**Page extract:**

Postpartum Baby Blues Impact Majority of New Moms

September 10, 2009

Tracy Perkins Rodriguez, 36, thought her life was finally on the upswing. When her husband returned from his third tour of duty in Iraq and Afghanistan, the couple purchased their dream home and promptly became pregnant with the child they had always hoped to conceive together. However, as Rodriguez entered her third trimester of pregnancy, she began feeling tired with little enthusiasm for everyday life.

"Before my last trimester of , I was an upbeat person who was always on the go," Rodriguez said. "After I delivered my baby and returned home, I began crying every day and found that I no longer had energy to get out of bed and leave the house."

Rodriguez is not alone. Postpartum blues impact more than 80 percent of women who give birth. Symptoms include temporarily feeling sad and weepy or anxious and moody. Other signs include being angry at the baby, husband or other children.

When Rodriguez's emotions did not subside after a short time, she contacted her obstetrician's office who quickly referred her to the Loyola University Health System (LUHS) Screening and Treatment Program.

"Tracy's condition had progressed beyond the traditional post baby blues," said Mary Kenny, RN, postpartum depression coordinator, LUHS. "We quickly diagnosed her with postpartum depression and made arrangements for her to receive mental health services."

Postpartum depression occurs in 15 - 20 percent of mothers. Symptoms include blues that do not go away and worsen into strong feelings of depression and anger. Women also may express a lack of interest in the baby, a fear of harming the baby and thoughts of self-harm or suicide.

While the state of Illinois requires that women be screened once at the time of delivery, LUHS implemented a more comprehensive program in 2007 under the direction of John Gianopoulos, MD, chair, Mary Isabella Caestecker professor and chair, department of obstetrics & gynecology, LUHS. The protocol mandates that women are now screened at 28 weeks, delivery, and two and six weeks postpartum.

"Unlike other programs, Loyola's screening protocol requires that we check in with women at four points during and after their pregnancy to detect any risk factors," said Sharon Bird, RN, LUHS. "This has allowed us to better identify women at risk and offer care to meet the medical, psychological and emotional needs of our patients."

The standard Edinburgh Postnatal Depression Scale is used to assess risk of postpartum depression. A nurse administers the screening in which the mother is asked to answer 10 short statements about her feelings. If it is determined that the mother is at risk, the nurse then works with the patient's obstetrician to coordinate care with a psychiatry team and develop an individualized plan of support. Therapeutic options and mental health services such as individual therapy, peer support groups and couples' counseling are available to all patients.

After treatment with antidepressants and more than a year in individual therapy, Rodriguez feels like herself again.

"I don't know where I would be without Loyola's Postpartum Depression Screening and Treatment Program," said Rodriguez. "I have my life back and can now enjoy watching my baby grow and discover the world around him."

**Required work:**
A. Using the article on postpartum depression, state whether each statement agrees with it. (i) Postpartum depression occurs in more than 80 percent of mothers. (ii) Illinois requires that women be screened once at the time of delivery. (iii) The Edinburgh Postnatal Depression Scale screening asks the mother to answer 10 short statements about her feelings. Answer yes or no for each, quoting the deciding words of the article.
B. Retype the stretch of the article on postpartum depression from "The standard Edinburgh" through "to all patients.", with no changes.

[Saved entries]
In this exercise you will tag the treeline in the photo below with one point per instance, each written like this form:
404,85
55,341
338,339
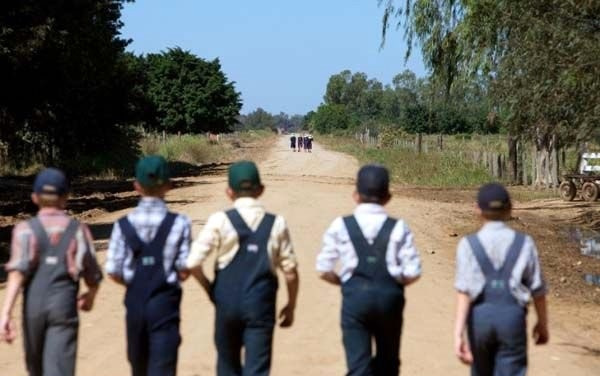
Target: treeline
411,104
538,58
72,96
261,119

**Solutions per task:**
A.
(i) No: "Postpartum depression occurs in 15 - 20 percent of mothers."
(ii) Yes: "the state of Illinois requires that women be screened once at the time of delivery"
(iii) Yes: "the mother is asked to answer 10 short statements about her feelings"

B.
The standard Edinburgh Postnatal Depression Scale is used to assess risk of postpartum depression. A nurse administers the screening in which the mother is asked to answer 10 short statements about her feelings. If it is determined that the mother is at risk, the nurse then works with the patient's obstetrician to coordinate care with a psychiatry team and develop an individualized plan of support. Therapeutic options and mental health services such as individual therapy, peer support groups and couples' counseling are available to all patients.